### Written task
Pick out every line of the records that contains the string "desert", matching case exactly, and copy each one.

Start of Supplied records

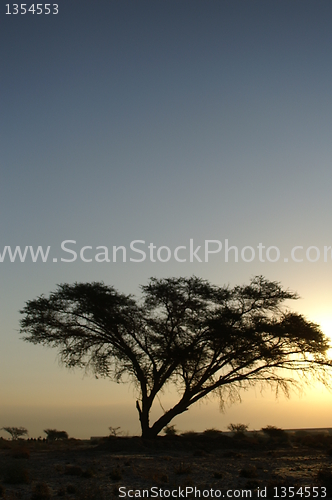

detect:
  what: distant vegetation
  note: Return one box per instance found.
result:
[2,427,28,440]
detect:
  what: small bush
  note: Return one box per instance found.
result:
[82,469,95,479]
[164,425,178,436]
[227,424,249,434]
[65,465,83,476]
[3,463,30,484]
[66,484,76,495]
[174,462,191,475]
[76,484,105,500]
[31,483,51,500]
[239,466,257,479]
[203,429,222,438]
[110,469,122,481]
[316,467,332,488]
[11,448,30,460]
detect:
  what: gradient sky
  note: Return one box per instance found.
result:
[0,0,332,437]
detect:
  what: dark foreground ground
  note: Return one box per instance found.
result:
[0,431,332,500]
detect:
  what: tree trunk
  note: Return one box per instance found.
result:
[136,401,188,439]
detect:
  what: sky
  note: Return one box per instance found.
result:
[0,0,332,438]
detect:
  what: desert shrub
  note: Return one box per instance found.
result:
[227,424,249,434]
[65,465,83,476]
[239,466,257,479]
[11,448,30,460]
[174,462,191,475]
[31,483,51,500]
[66,484,76,495]
[193,448,207,457]
[3,463,30,484]
[164,425,178,436]
[110,469,122,481]
[76,484,105,500]
[181,431,199,439]
[245,479,260,490]
[316,467,332,489]
[203,429,222,438]
[57,486,66,497]
[108,427,122,437]
[82,469,95,479]
[0,438,11,450]
[262,425,289,444]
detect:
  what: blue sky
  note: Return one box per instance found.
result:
[0,0,332,435]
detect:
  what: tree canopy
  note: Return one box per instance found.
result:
[21,276,332,437]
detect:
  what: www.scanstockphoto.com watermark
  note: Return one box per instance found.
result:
[0,238,332,263]
[118,486,327,498]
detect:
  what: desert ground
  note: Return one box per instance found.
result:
[0,429,332,500]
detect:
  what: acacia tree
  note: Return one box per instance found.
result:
[21,276,332,438]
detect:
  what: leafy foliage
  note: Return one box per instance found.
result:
[227,424,249,434]
[2,427,28,441]
[44,429,68,441]
[21,276,332,437]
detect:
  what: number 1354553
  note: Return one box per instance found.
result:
[6,3,59,14]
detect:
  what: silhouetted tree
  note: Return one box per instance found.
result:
[21,276,332,438]
[44,429,68,441]
[2,427,28,441]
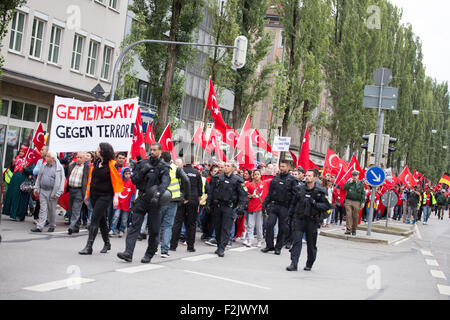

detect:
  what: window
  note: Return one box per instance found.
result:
[86,40,99,76]
[109,0,117,9]
[30,18,44,58]
[9,12,25,51]
[101,46,113,80]
[48,26,62,63]
[70,34,84,71]
[0,100,9,117]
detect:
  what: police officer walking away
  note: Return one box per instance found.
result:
[206,162,248,257]
[261,160,298,255]
[286,170,331,271]
[117,142,170,263]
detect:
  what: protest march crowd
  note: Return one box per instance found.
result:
[2,78,450,271]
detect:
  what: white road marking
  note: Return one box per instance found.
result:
[425,259,439,267]
[184,270,271,290]
[229,247,256,252]
[23,278,95,292]
[414,224,422,239]
[116,264,164,273]
[430,270,447,280]
[181,253,217,261]
[420,250,433,256]
[438,284,450,296]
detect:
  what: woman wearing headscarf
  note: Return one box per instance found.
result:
[78,142,123,255]
[2,146,34,221]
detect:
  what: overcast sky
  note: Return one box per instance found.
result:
[390,0,450,83]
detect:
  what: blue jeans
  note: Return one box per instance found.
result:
[109,209,130,232]
[423,206,431,222]
[160,202,178,253]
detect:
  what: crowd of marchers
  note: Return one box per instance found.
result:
[2,143,450,271]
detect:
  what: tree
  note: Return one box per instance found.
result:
[130,0,204,134]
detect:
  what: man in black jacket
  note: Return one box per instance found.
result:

End of Supplied records

### Solution
  what: desert shrub
  what: desert ground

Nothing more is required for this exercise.